*EXTRAIT PRÉSENTÉ*.
+++++

Le Président (M. Lachance): Je m'excuse de vous interrompre, Mme Vandelac...

Mme Vandelac (Louise): Oui.

Le Président (M. Lachance): ...mais 15 minutes, c'est bien court, à moins que vous puissiez conclure dans les prochains instants...

Mme Vandelac (Louise): Oui, je conclurai rapidement avec le point suivant, avec le point 5. Si le débat a pris une telle ampleur, c'est très largement à cause du fait que les ponctions ont été centralisées dans la région de Montréal. On sait que bon nombre de promoteurs cherchent à exploiter dans un périmètre d'environ 100 kilomètres autour de Montréal. Or, c'est une région déjà fragilisée.

Par ailleurs, des études sur les changements climatiques annoncent qu'il y aura possiblement une baisse de 40 % du niveau de l'eau du Saint-Laurent, à hauteur de Montréal, d'ici quelques décennies. Nous croyons qu'il serait de la prudence la plus élémentaire, compte tenu notamment des polluants organiques persistants qui s'y trouvent – il y aura d'ailleurs une conférence là-dessus à Montréal très bientôt – compte tenu des sédiments toxiques, de conserver de façon tout à fait prioritaire l'usage de l'eau de la grande région de Montréal pour la population et pour les usages de la population. Nous pensons que c'est tout à fait fondamental.

+++++

*Lignes du jeu de données*.

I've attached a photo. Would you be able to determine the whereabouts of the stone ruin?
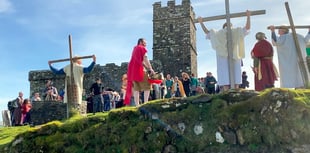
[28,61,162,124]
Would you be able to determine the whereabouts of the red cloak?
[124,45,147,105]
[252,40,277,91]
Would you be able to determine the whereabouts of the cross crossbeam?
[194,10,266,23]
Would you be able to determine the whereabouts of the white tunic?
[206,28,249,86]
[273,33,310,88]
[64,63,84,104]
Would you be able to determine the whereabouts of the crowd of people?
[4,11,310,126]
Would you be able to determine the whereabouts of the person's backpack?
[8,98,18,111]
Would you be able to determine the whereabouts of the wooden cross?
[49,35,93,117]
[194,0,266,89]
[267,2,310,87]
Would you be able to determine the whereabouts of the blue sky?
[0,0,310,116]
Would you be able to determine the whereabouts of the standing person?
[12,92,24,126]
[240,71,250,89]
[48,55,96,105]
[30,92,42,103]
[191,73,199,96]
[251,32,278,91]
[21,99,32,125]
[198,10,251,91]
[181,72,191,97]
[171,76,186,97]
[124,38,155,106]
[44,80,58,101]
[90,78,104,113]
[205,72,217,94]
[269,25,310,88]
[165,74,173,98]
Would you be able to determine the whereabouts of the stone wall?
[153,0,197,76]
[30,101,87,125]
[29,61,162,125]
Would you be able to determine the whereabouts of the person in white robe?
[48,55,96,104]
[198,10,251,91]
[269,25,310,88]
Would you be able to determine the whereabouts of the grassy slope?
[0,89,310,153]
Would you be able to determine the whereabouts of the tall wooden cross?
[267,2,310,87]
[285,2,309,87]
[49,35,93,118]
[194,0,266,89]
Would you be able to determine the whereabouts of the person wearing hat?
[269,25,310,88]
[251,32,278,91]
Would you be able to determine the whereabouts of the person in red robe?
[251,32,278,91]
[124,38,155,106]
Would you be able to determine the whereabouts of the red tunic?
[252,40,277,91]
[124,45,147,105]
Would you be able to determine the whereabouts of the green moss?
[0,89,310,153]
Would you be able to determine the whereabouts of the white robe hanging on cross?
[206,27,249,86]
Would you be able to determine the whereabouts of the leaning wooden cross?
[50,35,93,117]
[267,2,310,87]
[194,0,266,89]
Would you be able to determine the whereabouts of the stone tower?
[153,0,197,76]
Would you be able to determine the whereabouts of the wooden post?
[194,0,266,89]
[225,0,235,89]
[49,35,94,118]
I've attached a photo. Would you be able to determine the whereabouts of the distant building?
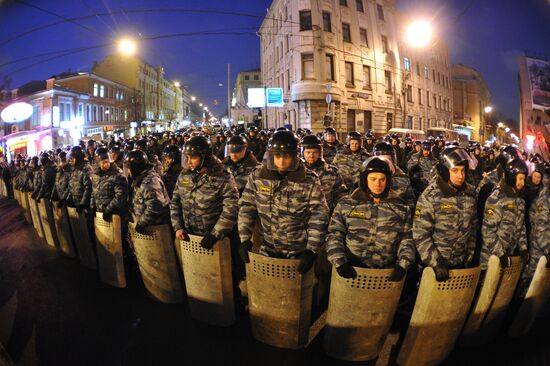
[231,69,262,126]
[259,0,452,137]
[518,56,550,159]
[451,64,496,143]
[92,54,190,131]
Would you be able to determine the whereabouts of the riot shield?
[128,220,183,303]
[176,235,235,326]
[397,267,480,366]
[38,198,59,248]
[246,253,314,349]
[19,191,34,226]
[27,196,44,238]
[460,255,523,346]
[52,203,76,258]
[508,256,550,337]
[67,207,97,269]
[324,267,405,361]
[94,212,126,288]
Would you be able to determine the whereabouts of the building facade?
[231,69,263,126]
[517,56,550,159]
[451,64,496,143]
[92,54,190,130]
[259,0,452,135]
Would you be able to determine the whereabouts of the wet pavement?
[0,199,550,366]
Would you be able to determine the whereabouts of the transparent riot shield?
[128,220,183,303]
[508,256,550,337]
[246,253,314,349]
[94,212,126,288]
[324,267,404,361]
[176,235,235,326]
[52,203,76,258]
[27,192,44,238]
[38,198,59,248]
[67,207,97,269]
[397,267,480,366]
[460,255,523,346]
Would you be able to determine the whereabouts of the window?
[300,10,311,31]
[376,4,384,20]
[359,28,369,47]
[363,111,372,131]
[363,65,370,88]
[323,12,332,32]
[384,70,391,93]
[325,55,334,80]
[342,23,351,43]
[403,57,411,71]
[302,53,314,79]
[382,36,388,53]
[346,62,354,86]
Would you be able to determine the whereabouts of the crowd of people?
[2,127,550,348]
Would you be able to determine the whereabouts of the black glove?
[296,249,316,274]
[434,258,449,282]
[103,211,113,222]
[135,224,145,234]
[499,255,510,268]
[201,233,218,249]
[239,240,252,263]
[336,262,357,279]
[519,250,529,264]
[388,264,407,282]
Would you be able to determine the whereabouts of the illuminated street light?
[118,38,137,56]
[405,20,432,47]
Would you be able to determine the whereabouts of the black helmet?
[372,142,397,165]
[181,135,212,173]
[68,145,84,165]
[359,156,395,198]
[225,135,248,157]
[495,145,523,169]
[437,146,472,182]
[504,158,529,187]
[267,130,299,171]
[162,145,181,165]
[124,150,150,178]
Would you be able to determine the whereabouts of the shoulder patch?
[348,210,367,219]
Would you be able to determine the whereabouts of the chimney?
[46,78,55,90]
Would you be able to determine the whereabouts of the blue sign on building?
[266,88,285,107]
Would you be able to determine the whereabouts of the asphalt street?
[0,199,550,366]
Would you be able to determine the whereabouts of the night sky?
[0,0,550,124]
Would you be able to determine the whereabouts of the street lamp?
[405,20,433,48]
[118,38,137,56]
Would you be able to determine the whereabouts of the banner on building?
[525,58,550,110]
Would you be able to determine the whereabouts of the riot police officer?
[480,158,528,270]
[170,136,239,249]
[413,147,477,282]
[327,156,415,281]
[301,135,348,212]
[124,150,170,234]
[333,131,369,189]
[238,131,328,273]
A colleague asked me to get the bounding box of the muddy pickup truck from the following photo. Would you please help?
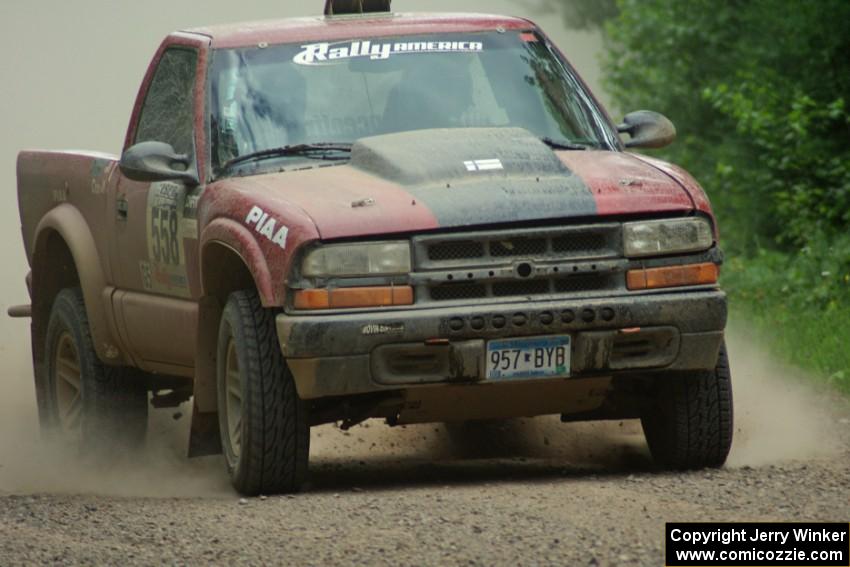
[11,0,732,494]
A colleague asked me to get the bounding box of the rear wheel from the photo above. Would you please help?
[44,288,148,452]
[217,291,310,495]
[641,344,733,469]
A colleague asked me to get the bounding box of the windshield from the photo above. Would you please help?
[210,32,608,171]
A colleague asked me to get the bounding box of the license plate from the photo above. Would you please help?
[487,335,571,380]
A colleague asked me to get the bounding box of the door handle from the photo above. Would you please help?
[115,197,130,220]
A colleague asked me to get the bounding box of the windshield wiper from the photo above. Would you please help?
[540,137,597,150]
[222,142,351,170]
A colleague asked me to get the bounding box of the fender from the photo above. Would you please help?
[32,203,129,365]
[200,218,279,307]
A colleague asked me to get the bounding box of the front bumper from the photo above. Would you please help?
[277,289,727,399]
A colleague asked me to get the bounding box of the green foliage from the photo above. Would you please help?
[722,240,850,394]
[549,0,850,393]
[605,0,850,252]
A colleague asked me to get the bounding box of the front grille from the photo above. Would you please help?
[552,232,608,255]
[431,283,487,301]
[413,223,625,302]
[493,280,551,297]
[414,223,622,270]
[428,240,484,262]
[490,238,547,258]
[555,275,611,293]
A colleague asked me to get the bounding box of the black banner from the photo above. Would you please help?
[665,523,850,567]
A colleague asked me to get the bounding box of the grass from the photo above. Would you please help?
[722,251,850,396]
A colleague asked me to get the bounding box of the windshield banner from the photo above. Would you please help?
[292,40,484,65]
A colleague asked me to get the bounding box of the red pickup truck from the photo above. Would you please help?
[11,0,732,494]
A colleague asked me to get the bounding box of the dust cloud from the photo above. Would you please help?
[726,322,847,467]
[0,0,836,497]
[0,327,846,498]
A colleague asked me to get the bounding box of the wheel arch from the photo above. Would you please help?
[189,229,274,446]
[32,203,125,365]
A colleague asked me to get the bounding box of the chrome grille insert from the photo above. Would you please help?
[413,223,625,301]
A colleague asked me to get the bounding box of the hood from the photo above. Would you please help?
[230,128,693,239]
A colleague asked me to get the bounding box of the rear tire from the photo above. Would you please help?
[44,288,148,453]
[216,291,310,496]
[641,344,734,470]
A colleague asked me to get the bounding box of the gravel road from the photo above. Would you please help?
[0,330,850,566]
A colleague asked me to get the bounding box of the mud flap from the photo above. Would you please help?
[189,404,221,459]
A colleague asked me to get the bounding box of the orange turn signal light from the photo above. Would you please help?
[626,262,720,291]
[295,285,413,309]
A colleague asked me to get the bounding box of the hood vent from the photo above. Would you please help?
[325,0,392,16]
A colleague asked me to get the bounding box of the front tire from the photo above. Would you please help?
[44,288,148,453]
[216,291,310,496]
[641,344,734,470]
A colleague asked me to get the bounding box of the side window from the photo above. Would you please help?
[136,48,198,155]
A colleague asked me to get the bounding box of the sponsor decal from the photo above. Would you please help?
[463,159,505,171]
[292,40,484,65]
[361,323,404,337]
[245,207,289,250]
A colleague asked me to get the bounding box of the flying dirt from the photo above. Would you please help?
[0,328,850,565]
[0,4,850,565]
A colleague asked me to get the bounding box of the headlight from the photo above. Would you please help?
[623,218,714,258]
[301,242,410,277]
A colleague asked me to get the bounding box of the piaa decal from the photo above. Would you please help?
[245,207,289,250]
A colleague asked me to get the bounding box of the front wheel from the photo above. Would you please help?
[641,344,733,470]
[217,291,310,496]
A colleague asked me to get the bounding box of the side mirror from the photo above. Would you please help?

+++++

*ÉNONCÉ DU PROBLÈME*.
Poursuivez l'intervention de Mme Vandelac sur l'eau de la région de Montréal, en reprenant juste après sa dernière phrase.

*RÉPONSE RÉDIGÉE*.
Par ailleurs, nous tenons à souligner que, contrairement aux propos qui sont constamment avancés relativement au fait que ça ne représente que 0,8 %, les eaux souterraines prélevées au Québec, nous ne bazarderons pas sur les chiffres, ça reste des quantités infimes, mais néanmoins il faut savoir que déjà, avec les permis qui ont été octroyés récemment, qui ont été délivrés depuis 1994, on en est déjà à 32 % simplement pour trois puits. Vous avez d'ailleurs toutes les données en annexe. Qu'on cesse de reporter ce chiffre-là. Et on s'étonne... C'est 0,32 %. Pas 32 %, 0,32 %. Oui, oui, oui! Ce qui équivaut à peu près à 10 000 personnes.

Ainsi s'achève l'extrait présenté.